Page text:
◆ ◆ ◆ ◆ ◆
Sporting Clube de São Tomé
- Full name: Sporting Clube de São Tomé
- Ground: Estádio Nacional 12 de Julho, São Tomé Island, São Tomé and Príncipe
- Capacity: 6,500
- League: São Tomé Island Second Division
- 2017: 1st, Promoted

= Sporting Clube de São Tomé =

Sporting Clube de São Tomé is a football club based in the national capital São Tomé, in the island of São Tomé in São Tomé and Príncipe. The team is part of the São Tome Island Football Association and the Santomean Football Association. The club is historically the second best club both on the island and in the nation.

==History==
Sporting São Tomé is the fathering club of Sporting Clube de Portugal and is the 183rd affiliate.

The team was one of the archipelago's first. Their first provincial title was won in 1952, their second was won in 1966 and their last was in 1971. Sporting São Tomé alongside Andorinha and the club now Porto de Folha Fede never won any titles after independence in 1975.

In recent years, the club was relegated into the Second Division and later relegated into the Third Division until 2015 when they were in the top two positions and returned to the Second Division for two seasons, in September 2017, the club finished first with 42 wins, 13 wins, 3 draws and a marvelous 71 goals which was the highest in several seasons for the club, with the mainstreams of a few high scoring matches with the highest, a victory over Oque del Rei 0-10 which was the highest match in the nation of any tiers or levels. That gave a might a club actually being the top five of the nation. Sporting São Tomé will return yet again to the regional Premier Division in several years.
◆ ◆ ◆ ◆ ◆
Exercise instructions: Copy the passage of the Sporting Clube de São Tomé article from "Sporting Clube de São Tomé is" to "the 183rd affiliate.", substituting "soccer club" for "football club".

Pointing dataset records:
◆ ◆ ◆ ◆ ◆
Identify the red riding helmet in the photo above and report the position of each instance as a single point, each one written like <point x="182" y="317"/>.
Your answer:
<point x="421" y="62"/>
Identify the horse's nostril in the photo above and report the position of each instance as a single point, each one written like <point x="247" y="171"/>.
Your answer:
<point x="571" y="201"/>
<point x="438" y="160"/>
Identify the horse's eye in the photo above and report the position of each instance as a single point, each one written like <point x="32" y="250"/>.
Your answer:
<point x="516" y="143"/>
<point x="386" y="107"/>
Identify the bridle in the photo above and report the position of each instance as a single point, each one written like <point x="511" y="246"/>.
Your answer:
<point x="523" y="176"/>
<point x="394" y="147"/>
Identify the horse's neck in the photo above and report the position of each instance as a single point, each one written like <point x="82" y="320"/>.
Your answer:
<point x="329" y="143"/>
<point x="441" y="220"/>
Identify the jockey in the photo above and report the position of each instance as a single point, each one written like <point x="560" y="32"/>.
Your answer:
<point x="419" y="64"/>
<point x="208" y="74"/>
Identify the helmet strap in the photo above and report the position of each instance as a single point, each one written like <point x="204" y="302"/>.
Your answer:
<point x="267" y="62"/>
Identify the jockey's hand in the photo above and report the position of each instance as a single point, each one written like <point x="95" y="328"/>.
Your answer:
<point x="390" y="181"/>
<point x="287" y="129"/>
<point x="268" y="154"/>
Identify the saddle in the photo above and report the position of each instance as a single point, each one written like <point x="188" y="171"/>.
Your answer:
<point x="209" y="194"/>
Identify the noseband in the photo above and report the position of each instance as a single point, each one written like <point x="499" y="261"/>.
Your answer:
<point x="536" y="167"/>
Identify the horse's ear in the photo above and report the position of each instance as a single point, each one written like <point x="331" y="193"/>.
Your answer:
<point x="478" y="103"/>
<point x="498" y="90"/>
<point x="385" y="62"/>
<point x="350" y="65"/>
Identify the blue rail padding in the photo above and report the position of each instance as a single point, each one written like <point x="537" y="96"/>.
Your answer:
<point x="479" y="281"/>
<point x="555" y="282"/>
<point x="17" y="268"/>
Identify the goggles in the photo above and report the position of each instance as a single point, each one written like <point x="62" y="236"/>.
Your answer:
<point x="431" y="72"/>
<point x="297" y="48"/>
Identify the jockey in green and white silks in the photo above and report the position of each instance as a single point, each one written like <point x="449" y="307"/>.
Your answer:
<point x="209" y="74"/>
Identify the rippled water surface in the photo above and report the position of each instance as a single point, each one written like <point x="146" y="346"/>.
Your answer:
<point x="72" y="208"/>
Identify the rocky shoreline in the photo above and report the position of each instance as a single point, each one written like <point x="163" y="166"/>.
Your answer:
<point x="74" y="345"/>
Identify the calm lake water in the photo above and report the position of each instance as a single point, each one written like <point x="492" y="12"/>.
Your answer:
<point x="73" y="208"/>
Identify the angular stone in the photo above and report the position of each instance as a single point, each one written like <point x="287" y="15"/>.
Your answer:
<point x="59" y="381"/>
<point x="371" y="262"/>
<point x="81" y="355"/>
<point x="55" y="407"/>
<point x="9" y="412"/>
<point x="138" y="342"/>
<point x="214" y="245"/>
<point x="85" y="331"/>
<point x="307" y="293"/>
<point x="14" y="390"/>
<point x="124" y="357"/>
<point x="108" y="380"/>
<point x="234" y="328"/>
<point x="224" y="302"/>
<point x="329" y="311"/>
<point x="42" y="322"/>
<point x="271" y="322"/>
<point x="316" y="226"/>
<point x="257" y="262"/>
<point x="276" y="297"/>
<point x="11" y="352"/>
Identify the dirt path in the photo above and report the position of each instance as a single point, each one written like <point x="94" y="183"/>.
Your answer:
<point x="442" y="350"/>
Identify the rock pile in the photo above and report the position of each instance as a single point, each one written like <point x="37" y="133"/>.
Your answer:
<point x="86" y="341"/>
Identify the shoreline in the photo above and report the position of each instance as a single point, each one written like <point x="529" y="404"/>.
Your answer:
◆ ◆ ◆ ◆ ◆
Solution:
Sporting Clube de São Tomé is a soccer club based in the national capital São Tomé, in the island of São Tomé in São Tomé and Príncipe. The team is part of the São Tome Island Football Association and the Santomean Football Association. The club is historically the second best club both on the island and in the nation.

==History==
Sporting São Tomé is the fathering club of Sporting Clube de Portugal and is the 183rd affiliate.